Given request
Reproduce only the lines that run from the line with "drawn like (314,84)." to the last line of the material, both ends included, exactly as they appear.

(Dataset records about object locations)
= = =
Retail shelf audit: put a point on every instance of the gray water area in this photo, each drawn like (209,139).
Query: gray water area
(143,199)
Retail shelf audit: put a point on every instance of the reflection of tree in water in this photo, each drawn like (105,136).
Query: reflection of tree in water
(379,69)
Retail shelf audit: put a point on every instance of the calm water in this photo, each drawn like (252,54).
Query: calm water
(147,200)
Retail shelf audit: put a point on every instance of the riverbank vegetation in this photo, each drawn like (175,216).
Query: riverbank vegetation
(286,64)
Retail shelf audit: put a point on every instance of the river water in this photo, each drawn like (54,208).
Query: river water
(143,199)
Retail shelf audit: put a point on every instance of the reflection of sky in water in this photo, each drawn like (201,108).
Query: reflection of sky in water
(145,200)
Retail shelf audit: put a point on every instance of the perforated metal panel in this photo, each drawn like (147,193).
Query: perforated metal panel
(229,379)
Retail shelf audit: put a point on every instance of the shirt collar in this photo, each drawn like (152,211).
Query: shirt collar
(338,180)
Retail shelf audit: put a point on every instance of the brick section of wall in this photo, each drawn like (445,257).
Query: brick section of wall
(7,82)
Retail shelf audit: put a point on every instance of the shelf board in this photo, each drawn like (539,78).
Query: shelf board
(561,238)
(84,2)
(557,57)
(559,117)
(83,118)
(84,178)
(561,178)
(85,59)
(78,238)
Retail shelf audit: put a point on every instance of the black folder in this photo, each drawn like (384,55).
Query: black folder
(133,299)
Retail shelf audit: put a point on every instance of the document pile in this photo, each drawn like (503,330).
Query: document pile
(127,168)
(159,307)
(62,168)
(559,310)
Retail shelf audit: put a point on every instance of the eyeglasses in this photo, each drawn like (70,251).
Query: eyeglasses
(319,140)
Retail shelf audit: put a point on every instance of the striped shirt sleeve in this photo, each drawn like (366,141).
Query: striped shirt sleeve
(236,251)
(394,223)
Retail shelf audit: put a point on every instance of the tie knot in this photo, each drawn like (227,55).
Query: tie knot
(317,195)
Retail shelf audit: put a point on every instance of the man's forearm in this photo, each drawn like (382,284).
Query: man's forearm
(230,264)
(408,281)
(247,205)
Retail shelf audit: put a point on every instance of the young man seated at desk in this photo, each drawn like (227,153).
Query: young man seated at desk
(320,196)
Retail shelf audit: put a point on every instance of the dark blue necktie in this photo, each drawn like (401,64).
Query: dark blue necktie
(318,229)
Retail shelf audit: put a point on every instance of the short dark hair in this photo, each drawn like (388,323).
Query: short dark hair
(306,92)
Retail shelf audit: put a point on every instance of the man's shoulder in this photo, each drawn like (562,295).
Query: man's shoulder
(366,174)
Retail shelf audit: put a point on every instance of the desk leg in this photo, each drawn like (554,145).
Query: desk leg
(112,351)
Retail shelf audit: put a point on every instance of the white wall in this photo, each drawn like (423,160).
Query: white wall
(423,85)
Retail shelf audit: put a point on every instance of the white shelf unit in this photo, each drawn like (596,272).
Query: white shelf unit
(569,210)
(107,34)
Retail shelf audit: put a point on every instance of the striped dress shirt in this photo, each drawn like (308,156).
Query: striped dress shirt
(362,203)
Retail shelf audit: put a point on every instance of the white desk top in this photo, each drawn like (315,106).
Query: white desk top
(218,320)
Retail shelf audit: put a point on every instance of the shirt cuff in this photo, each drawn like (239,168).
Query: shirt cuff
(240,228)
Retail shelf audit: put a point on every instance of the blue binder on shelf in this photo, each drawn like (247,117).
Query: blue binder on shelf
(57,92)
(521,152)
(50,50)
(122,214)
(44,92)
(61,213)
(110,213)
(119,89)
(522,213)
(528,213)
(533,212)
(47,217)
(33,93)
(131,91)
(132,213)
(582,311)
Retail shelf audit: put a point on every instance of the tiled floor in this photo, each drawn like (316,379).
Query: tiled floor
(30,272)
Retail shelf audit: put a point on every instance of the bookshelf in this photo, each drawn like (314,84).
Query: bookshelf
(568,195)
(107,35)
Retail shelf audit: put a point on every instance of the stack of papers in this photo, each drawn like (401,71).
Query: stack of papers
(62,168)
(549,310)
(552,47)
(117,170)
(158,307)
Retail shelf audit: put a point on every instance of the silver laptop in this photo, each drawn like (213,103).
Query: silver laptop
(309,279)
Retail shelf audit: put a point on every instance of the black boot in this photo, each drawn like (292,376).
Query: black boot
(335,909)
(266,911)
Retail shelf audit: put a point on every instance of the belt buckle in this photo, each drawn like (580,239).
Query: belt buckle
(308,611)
= = =
Exercise response
Retail shelf audit: put a point on every instance of the bookshelf in this photo, each drawn like (314,84).
Query: bookshelf
(568,195)
(107,35)
Retail shelf audit: put a point on every instance of the stack of papers in this photo, each drawn like (401,71).
Query: stack of papers
(62,168)
(549,310)
(552,47)
(117,170)
(158,307)
Retail shelf audit: put a point on every instance of the silver laptop in this photo, each drawn like (213,103).
Query: silver laptop
(309,279)
Retail shelf audit: put a point on every instance of the black boot in this photo, each drawn like (292,376).
Query: black boot
(335,909)
(266,911)
Retail shelf audit: put a point on every instance of the belt buckle in this photo, each drawn like (580,239).
Query: belt buckle
(308,611)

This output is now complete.